I've reviewed this document as part of the transport area directorate's
ongoing effort to review key IETF documents. These comments were written
primarily for the transport area directors, but are copied to the
document's authors for their information and to allow them to address any
issues raised.  Please always CC tsv-dir@ietf.org if you reply to or
forward this review.

Summary
-------------
This draft is on the right track but has issues, described in the review,
that call for a bigger picture.

In addition to reading the draft, I read over the documents it references,
and I also read through the AD Review thread about the 02 version of the
draft, on the 6man mailing list.

## EXCERPTED DATA
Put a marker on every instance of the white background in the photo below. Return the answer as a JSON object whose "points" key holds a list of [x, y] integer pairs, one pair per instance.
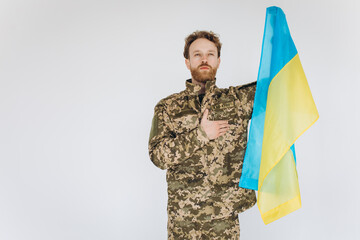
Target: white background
{"points": [[78, 84]]}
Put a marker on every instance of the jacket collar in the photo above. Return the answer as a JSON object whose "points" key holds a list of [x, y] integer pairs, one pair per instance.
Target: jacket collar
{"points": [[192, 88]]}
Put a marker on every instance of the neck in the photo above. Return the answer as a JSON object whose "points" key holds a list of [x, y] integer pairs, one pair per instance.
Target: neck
{"points": [[202, 84]]}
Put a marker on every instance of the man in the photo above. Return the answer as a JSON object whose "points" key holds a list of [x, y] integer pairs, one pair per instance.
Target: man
{"points": [[199, 135]]}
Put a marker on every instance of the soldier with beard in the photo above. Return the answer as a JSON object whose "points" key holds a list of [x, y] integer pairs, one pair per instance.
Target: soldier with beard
{"points": [[199, 135]]}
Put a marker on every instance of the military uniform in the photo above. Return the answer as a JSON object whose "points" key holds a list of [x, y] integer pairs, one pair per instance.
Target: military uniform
{"points": [[202, 174]]}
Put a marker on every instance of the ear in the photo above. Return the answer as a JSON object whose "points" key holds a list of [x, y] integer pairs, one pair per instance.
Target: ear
{"points": [[187, 63]]}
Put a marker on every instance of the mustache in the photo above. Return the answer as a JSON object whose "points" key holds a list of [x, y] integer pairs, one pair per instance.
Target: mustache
{"points": [[205, 65]]}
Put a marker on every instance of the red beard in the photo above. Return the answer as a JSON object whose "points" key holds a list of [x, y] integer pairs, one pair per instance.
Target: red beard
{"points": [[203, 75]]}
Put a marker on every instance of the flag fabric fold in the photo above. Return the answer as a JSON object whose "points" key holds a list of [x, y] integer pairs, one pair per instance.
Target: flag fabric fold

## EXERCISE DESCRIPTION
Extract the part of the transport review text between "I've reviewed this" and "a bigger picture.", inclusive. The records are separate material and have nothing to do with the review text.

## EXERCISE RESPONSE
I've reviewed this document as part of the transport area directorate's
ongoing effort to review key IETF documents. These comments were written
primarily for the transport area directors, but are copied to the
document's authors for their information and to allow them to address any
issues raised.  Please always CC tsv-dir@ietf.org if you reply to or
forward this review.

Summary
-------------
This draft is on the right track but has issues, described in the review,
that call for a bigger picture.